**Directive**: Put the lines of the data below into a numbered list, from the line containing "target | white cloud" through the end of the data, leaving out any blank lines.

— start Task input —

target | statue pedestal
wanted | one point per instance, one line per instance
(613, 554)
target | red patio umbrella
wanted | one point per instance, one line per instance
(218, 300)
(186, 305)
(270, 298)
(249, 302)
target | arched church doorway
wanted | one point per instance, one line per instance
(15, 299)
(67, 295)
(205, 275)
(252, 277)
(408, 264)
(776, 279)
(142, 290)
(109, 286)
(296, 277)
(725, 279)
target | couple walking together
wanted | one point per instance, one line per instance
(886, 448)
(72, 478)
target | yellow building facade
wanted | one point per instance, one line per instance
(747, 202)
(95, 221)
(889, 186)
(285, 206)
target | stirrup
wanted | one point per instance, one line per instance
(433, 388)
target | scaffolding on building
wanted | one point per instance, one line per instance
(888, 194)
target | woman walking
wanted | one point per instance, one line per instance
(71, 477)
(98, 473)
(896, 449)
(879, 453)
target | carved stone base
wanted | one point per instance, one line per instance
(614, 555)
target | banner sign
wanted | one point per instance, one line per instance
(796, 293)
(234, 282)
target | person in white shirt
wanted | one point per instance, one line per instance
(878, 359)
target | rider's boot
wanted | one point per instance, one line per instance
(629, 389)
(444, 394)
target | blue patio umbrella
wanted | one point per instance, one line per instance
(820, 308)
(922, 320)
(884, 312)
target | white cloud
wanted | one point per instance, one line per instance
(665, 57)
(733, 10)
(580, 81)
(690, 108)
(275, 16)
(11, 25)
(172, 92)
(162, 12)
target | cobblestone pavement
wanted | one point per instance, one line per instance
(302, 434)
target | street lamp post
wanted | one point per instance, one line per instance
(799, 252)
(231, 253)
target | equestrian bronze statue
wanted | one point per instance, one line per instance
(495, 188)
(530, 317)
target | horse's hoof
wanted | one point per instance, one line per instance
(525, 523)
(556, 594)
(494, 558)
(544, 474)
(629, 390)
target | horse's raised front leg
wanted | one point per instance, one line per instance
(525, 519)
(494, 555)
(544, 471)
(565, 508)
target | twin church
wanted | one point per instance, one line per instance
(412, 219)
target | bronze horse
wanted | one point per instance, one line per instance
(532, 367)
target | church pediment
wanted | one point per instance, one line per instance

— end Task input —

**Task answer**:
1. target | white cloud
2. wanted | one point per instance, one line per instance
3. (665, 57)
4. (733, 10)
5. (580, 81)
6. (690, 108)
7. (275, 16)
8. (11, 25)
9. (172, 92)
10. (162, 12)
11. target | cobblestone pavement
12. wanted | one point per instance, one line per instance
13. (302, 434)
14. target | street lamp post
15. wanted | one point per instance, one line per instance
16. (799, 252)
17. (231, 253)
18. target | equestrian bronze statue
19. wanted | one point per instance, one line per instance
20. (495, 188)
21. (530, 317)
22. target | horse's hoof
23. wanted | one point per instance, one line per instance
24. (525, 523)
25. (556, 594)
26. (494, 558)
27. (544, 474)
28. (629, 390)
29. target | horse's raised front leg
30. wanted | one point per instance, one line per instance
31. (525, 519)
32. (494, 555)
33. (544, 471)
34. (565, 508)
35. target | twin church
36. wanted | one point per instance, one line per instance
37. (412, 219)
38. target | bronze horse
39. wanted | one point per instance, one line per instance
40. (532, 367)
41. target | church pediment
42. wanted | one point per instance, one line per instance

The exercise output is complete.